Dataset records ▸
- Opening Delimiter -

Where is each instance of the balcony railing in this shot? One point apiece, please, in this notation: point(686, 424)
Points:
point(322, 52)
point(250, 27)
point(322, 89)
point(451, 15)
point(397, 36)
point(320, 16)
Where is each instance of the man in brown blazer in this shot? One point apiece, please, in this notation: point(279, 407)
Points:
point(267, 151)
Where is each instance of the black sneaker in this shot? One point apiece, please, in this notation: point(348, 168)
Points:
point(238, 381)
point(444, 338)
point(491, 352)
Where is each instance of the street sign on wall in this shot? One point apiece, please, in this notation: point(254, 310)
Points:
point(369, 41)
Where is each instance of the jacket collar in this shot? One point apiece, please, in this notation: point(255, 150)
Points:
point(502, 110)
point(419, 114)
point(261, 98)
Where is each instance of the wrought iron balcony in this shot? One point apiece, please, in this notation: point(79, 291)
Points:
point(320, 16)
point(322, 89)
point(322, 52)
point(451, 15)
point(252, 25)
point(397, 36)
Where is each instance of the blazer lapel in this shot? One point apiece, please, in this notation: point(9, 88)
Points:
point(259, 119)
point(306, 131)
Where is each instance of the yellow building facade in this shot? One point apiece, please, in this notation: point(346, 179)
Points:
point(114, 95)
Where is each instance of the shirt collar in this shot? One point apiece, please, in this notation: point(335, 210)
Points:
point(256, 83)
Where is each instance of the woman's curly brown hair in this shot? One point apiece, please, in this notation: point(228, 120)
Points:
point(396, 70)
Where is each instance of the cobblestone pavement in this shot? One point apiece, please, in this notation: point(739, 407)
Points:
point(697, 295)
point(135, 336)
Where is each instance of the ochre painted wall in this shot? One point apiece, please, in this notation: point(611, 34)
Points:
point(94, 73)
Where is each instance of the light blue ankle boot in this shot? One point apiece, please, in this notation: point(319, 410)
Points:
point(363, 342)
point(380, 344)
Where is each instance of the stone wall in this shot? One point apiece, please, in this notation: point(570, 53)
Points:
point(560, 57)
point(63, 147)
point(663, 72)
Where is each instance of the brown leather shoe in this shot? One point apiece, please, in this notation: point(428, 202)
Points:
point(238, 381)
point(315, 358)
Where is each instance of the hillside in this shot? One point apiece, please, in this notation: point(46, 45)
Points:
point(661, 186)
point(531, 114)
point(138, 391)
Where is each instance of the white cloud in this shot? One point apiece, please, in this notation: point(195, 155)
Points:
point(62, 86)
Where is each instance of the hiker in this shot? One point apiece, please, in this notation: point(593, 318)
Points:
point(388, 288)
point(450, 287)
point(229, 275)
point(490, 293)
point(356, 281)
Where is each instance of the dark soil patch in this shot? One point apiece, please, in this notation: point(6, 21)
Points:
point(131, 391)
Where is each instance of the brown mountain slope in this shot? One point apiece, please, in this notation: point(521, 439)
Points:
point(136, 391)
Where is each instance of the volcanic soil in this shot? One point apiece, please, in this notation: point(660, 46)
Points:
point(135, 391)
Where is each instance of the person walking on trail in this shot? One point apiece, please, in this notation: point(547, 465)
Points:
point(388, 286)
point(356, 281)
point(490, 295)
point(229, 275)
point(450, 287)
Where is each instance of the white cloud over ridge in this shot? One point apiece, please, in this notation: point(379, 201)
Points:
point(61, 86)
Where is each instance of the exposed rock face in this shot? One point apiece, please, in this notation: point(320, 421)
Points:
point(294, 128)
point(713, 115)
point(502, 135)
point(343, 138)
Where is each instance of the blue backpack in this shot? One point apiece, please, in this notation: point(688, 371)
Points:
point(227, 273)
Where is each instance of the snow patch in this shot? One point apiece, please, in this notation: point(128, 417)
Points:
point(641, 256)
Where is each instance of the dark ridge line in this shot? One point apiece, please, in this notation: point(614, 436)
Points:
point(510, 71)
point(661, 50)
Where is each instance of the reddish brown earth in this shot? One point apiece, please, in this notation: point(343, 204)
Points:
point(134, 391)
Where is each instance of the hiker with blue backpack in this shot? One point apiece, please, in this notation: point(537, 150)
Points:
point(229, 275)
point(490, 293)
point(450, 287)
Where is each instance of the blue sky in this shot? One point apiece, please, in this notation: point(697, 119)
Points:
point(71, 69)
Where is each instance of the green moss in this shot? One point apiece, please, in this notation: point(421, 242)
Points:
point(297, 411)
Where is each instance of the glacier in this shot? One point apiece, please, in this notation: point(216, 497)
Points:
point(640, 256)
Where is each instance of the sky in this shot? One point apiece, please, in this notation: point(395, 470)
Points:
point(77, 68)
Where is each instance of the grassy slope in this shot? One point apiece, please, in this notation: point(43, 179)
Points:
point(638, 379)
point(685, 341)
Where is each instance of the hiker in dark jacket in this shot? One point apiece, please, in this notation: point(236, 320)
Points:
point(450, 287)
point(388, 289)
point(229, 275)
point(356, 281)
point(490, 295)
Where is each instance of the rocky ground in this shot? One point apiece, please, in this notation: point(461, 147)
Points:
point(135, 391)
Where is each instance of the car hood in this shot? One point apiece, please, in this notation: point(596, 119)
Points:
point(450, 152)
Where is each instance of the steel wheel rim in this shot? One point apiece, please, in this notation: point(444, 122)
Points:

- Closing Delimiter -

What you should do ▸
Nothing in the data above should change. Please copy it all.

Response to the task ▸
Where is each instance of the balcony railing in this shot? One point apiece, please, in this notation: point(686, 424)
Points:
point(322, 52)
point(250, 27)
point(322, 89)
point(451, 15)
point(397, 36)
point(320, 16)
Where is each instance of the man in brown blazer in this shot? One point apiece, please, in this notation: point(279, 407)
Points:
point(267, 151)
Where is each instance of the black sneaker in this shot? One point apiece, please, in this notation: point(348, 168)
Points:
point(238, 381)
point(444, 338)
point(491, 352)
Where is each instance of the street sign on wall in this shot? One point apiece, please, in this notation: point(254, 310)
Points:
point(369, 41)
Where is each instance of the jacket collar in this shot? One point apiece, please, in this notation: point(255, 150)
Points:
point(502, 110)
point(419, 114)
point(261, 98)
Where is each instance of the wrought iron balcony in this shot? One point apiece, please, in this notation: point(79, 291)
Points:
point(320, 16)
point(322, 89)
point(322, 52)
point(451, 15)
point(252, 25)
point(397, 36)
Where is each instance of the blazer lapel in this shot? One point apiece, please, in this notation: point(9, 88)
Points:
point(259, 119)
point(306, 131)
Where is each instance of the yellow building facade in this shot? One point apiece, please, in this notation: point(346, 179)
Points:
point(114, 95)
Where is each instance of the shirt collar in this shot? One point apiece, please, in this notation: point(335, 210)
Points:
point(256, 83)
Where is each instance of the woman's curly brown hair in this shot? One point apiece, please, in this notation: point(228, 120)
Points:
point(396, 70)
Where is each instance of the cobblestone pavement in this shot? One point apiece, please, in this notation: point(739, 407)
Points:
point(697, 295)
point(135, 336)
Where is each instance of the ochre painted wall in this shot? One point apiece, please, in this notation: point(611, 34)
Points:
point(94, 73)
Where is each instance of the light blue ankle boot in this shot? One point apiece, please, in this notation: point(319, 410)
Points:
point(363, 342)
point(380, 344)
Where is each instance of the stone wall in this shot? One point apiece, please, in this notation: point(570, 53)
Points:
point(560, 57)
point(63, 147)
point(663, 72)
Where is each instance of the brown leather shoe in this shot? One point apiece, please, in this notation: point(428, 202)
Points:
point(238, 381)
point(315, 358)
Where is each instance of the hillside in this shot? One point apiece, please, in this notation: point(46, 45)
Points:
point(661, 186)
point(531, 114)
point(138, 391)
Where is each instance of the white cloud in this shot? One point apiece, please, in this notation: point(195, 155)
Points:
point(62, 86)
Where is each instance of the hiker in this shot? One point apiece, please, in this notation: point(593, 318)
Points:
point(388, 288)
point(450, 287)
point(229, 275)
point(490, 293)
point(356, 281)
Where is each instance of the dark soil patch in this shot? One point apiece, please, in this notation: point(6, 21)
Points:
point(131, 391)
Where is each instance of the brown mountain slope in this shot? One point apiece, please, in this notation: point(521, 439)
Points:
point(136, 391)
Where is each instance of the volcanic soil in this shot? One point apiece, please, in this notation: point(660, 46)
Points:
point(135, 391)
Where is each instance of the person walking on trail in this shot? One point apiece, please, in this notation: point(547, 465)
Points:
point(388, 286)
point(356, 281)
point(490, 295)
point(229, 275)
point(450, 287)
Where is each instance of the white cloud over ridge in this shot? One point apiece, please, in this notation: point(379, 201)
Points:
point(61, 86)
Where is each instance of the exposed rock face in this shot? One point apiece, please, in this notation: point(320, 421)
Points:
point(294, 128)
point(713, 115)
point(502, 135)
point(343, 138)
Where is each instance of the blue backpack in this shot? One point apiece, please, in this notation: point(688, 371)
Points:
point(227, 273)
Where is each instance of the snow patch in this shot? One point apiece, please, in this notation: point(128, 417)
Points:
point(641, 256)
Where is each instance of the dark ridge line in this shot? One point apiece, please, in this notation: point(614, 436)
Points:
point(510, 71)
point(661, 50)
Where is each instance of the reddish brown earth in this shot? One point apiece, please, in this notation: point(343, 204)
Points:
point(134, 391)
Where is each instance of the hiker with blue backpack in this shot? One point apiece, please, in this notation: point(537, 150)
Points:
point(229, 275)
point(490, 293)
point(450, 287)
Where is each instance of the blue sky in this shot? One point apiece, please, in this notation: point(697, 119)
Points:
point(71, 69)
Where is each instance of the green moss in this shot? One point apiece, please, in this notation: point(421, 242)
Points:
point(297, 411)
Where is each instance of the glacier in this shot? One point apiece, please, in this notation: point(216, 497)
Points:
point(640, 256)
Where is each instance of the sky in this shot? One point apiece, please, in this notation: point(395, 470)
Points:
point(77, 68)
Where is each instance of the grassy slope in this shot? One point apiece, please, in this notation: point(43, 179)
Points:
point(638, 379)
point(685, 341)
Where is each instance of the hiker in dark jacket in this shot? One point apiece, please, in this notation: point(236, 320)
Points:
point(450, 287)
point(388, 289)
point(229, 275)
point(356, 281)
point(490, 295)
Where is each instance of the rocky ground in this shot? One point apiece, please, in this notation: point(461, 147)
Points:
point(135, 391)
Where is each instance of the car hood in this shot? One point apiece, please, in this notation: point(596, 119)
Points:
point(450, 152)
Where is each instance of the steel wheel rim in this shot? One point apiece, please, in this notation: point(444, 122)
Points:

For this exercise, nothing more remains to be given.